The records that follow must be printed exactly as they are.

- RECORDS SHOWN -
════

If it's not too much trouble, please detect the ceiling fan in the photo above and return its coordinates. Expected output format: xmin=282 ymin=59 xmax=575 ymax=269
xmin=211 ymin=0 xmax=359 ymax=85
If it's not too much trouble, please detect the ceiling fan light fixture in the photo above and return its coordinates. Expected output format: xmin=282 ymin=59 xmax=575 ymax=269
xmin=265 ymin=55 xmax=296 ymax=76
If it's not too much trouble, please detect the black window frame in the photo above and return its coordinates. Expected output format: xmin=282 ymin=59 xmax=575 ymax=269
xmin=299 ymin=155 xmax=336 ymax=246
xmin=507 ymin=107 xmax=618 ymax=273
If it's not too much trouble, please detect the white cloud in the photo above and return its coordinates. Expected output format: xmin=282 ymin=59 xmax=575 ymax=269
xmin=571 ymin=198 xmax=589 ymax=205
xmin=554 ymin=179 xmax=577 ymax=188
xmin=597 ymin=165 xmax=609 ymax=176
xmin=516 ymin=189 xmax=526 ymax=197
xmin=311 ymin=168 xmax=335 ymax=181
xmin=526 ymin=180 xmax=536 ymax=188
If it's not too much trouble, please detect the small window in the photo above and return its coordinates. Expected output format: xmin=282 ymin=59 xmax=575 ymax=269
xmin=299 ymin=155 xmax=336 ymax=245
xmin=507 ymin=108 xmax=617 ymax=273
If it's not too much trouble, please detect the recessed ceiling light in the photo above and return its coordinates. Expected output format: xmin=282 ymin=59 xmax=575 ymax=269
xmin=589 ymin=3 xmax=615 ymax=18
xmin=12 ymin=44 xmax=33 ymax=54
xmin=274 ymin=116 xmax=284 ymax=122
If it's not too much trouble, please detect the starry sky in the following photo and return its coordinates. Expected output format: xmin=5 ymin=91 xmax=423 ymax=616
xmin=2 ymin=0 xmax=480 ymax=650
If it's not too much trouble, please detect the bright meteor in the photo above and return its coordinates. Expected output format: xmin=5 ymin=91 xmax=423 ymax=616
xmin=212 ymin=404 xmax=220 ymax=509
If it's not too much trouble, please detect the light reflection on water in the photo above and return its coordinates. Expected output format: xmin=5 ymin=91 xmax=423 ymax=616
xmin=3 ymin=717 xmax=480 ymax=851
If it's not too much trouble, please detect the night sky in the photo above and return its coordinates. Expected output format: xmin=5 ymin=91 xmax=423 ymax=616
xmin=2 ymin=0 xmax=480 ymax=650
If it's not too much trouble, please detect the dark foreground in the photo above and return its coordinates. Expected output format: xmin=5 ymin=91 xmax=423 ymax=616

════

- TASK SOLUTION -
If it's not too much trouble, please detect the ceiling fan in the photo above and return its coordinates. Expected output format: xmin=282 ymin=59 xmax=575 ymax=269
xmin=211 ymin=0 xmax=359 ymax=85
If it's not too much trouble, please detect the ceiling fan light fixture in the photo above and return its coordinates. Expected output format: xmin=282 ymin=59 xmax=575 ymax=269
xmin=265 ymin=55 xmax=296 ymax=76
If it's not too much trouble, please detect the black window frame in the photo above and return its coordinates. Expected output format: xmin=282 ymin=59 xmax=575 ymax=269
xmin=299 ymin=155 xmax=336 ymax=246
xmin=507 ymin=107 xmax=618 ymax=273
If it's not too much trouble, please detect the white cloud in the photo above and return its coordinates. Expected output format: xmin=282 ymin=59 xmax=575 ymax=269
xmin=571 ymin=198 xmax=589 ymax=205
xmin=554 ymin=179 xmax=577 ymax=188
xmin=597 ymin=165 xmax=609 ymax=176
xmin=516 ymin=189 xmax=526 ymax=197
xmin=311 ymin=168 xmax=335 ymax=181
xmin=526 ymin=180 xmax=536 ymax=188
If it's not too much trouble, please detect the small window in the photo above and return its coordinates. Expected output format: xmin=282 ymin=59 xmax=575 ymax=269
xmin=299 ymin=155 xmax=336 ymax=245
xmin=507 ymin=108 xmax=617 ymax=273
If it's not too much trouble, please detect the recessed ceiling light in the photo above and return its coordinates. Expected output format: xmin=282 ymin=59 xmax=575 ymax=269
xmin=589 ymin=3 xmax=615 ymax=18
xmin=12 ymin=44 xmax=33 ymax=54
xmin=274 ymin=116 xmax=284 ymax=122
If it's not too much trouble, please detect the starry sky in the following photo and return its coordinates. Expected output format: xmin=5 ymin=91 xmax=423 ymax=616
xmin=2 ymin=0 xmax=480 ymax=650
If it's not too much trouble, please detect the bright meteor in the photo above and return its coordinates. Expected output format: xmin=5 ymin=91 xmax=423 ymax=616
xmin=212 ymin=404 xmax=220 ymax=509
If it's not too much trouble, please detect the light reflection on water in the photo above and return its coordinates. Expected output format: xmin=5 ymin=91 xmax=423 ymax=616
xmin=3 ymin=717 xmax=480 ymax=851
If it's not too much trouble, please detect the night sky in the photo above and return its coordinates. Expected output format: xmin=5 ymin=91 xmax=423 ymax=616
xmin=2 ymin=0 xmax=480 ymax=650
If it's not too much trouble, please detect the dark foreground in the photo above and return its coordinates. Expected output format: xmin=5 ymin=91 xmax=423 ymax=616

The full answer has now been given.